Your instructions >> Change "photograph" to "image" everywhere in the records below and leave every other word as it is. Omit the pictures from your rewritten version.

Entries from a point annotation set >>

[start]

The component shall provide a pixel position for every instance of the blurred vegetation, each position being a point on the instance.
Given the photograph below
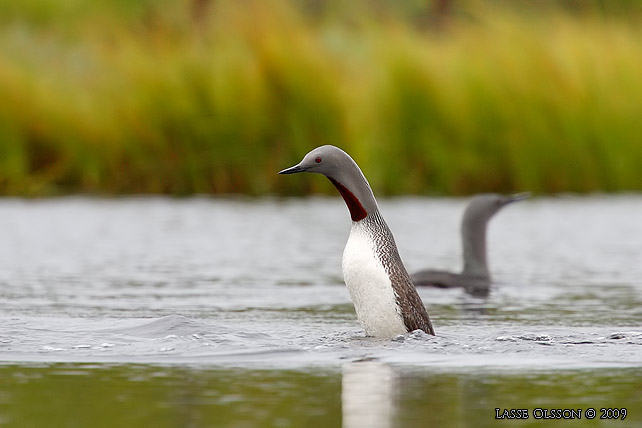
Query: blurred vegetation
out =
(216, 96)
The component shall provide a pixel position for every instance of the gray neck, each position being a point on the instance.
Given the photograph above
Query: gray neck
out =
(473, 235)
(354, 188)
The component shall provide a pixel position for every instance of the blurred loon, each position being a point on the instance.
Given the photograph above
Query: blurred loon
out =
(475, 277)
(385, 300)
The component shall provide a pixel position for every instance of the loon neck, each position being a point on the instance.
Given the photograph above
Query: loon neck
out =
(356, 192)
(474, 251)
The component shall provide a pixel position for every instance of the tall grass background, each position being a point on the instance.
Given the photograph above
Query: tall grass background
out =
(216, 96)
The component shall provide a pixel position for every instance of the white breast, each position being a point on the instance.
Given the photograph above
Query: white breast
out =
(369, 286)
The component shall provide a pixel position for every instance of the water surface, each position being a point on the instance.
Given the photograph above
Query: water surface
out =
(217, 312)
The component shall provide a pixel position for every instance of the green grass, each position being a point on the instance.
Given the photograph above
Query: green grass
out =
(165, 97)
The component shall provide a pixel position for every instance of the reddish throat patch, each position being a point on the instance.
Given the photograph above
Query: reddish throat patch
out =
(357, 211)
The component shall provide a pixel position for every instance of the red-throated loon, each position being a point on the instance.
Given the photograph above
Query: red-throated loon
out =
(384, 297)
(475, 277)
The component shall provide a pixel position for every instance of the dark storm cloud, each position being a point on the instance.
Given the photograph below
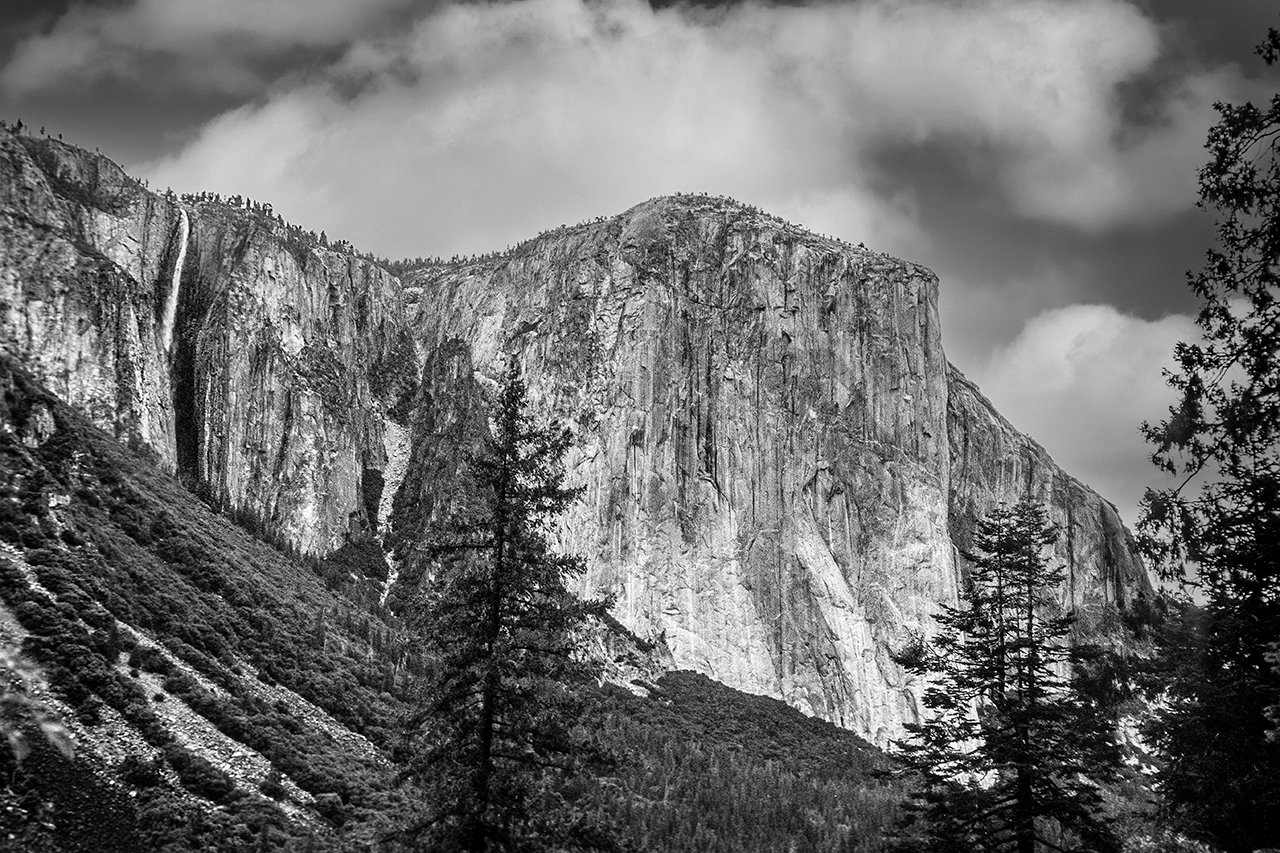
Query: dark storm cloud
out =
(1040, 155)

[end]

Written answer >>
The component shall provide a pixel position for every instance of the blurred vegetation, each position being a point on the instance.
Given the image below
Query: blurred vegetation
out =
(216, 96)
The component shall provide a pixel position for every instance of the gray neck, each position being a point on the instance.
Given the image above
Query: gray neck
out =
(473, 235)
(354, 188)
The component shall provide a pixel position for every instance of the blurred loon, each position being a point on the instance.
Given the image above
Query: blurred loon
out =
(475, 277)
(385, 300)
The component shall provide a pixel position for every instance of the loon neck, each position being a point on the instance.
Given the image above
Query: loon neck
out =
(356, 192)
(474, 251)
The component shall provide a pixel position for every instance of the tall grass background, each position being a point on the instance.
Given the image above
Query: tall grass background
out =
(216, 96)
The component shall provide a pixel position for every instance of the white breast, each position being a point on the instance.
Given the image above
Query: white breast
out =
(369, 286)
The component shall provide a pixel position for every instance of the water surface, each position being a point on the instance.
Given the image above
Query: water surface
out =
(217, 312)
The component shall provide a pixel position for every instance of the green grass, each position being a point on the instance.
Given the image above
Query: green grass
out =
(165, 97)
The component shall provide a pixel position for every instance of the reddish throat patch, each position being a point on the instance.
Given the image above
Query: reddish throat patch
out =
(357, 211)
The component shall provide a pixel position for every instance of the red-throated loon, each position being a point on the instance.
Given the image above
Query: red-throated loon
out =
(384, 297)
(475, 277)
The component shall provide a pixel position for every instance of the dark storm cloud, each position being a point on the instance.
Given the image below
Query: dark storm cloud
out =
(1040, 155)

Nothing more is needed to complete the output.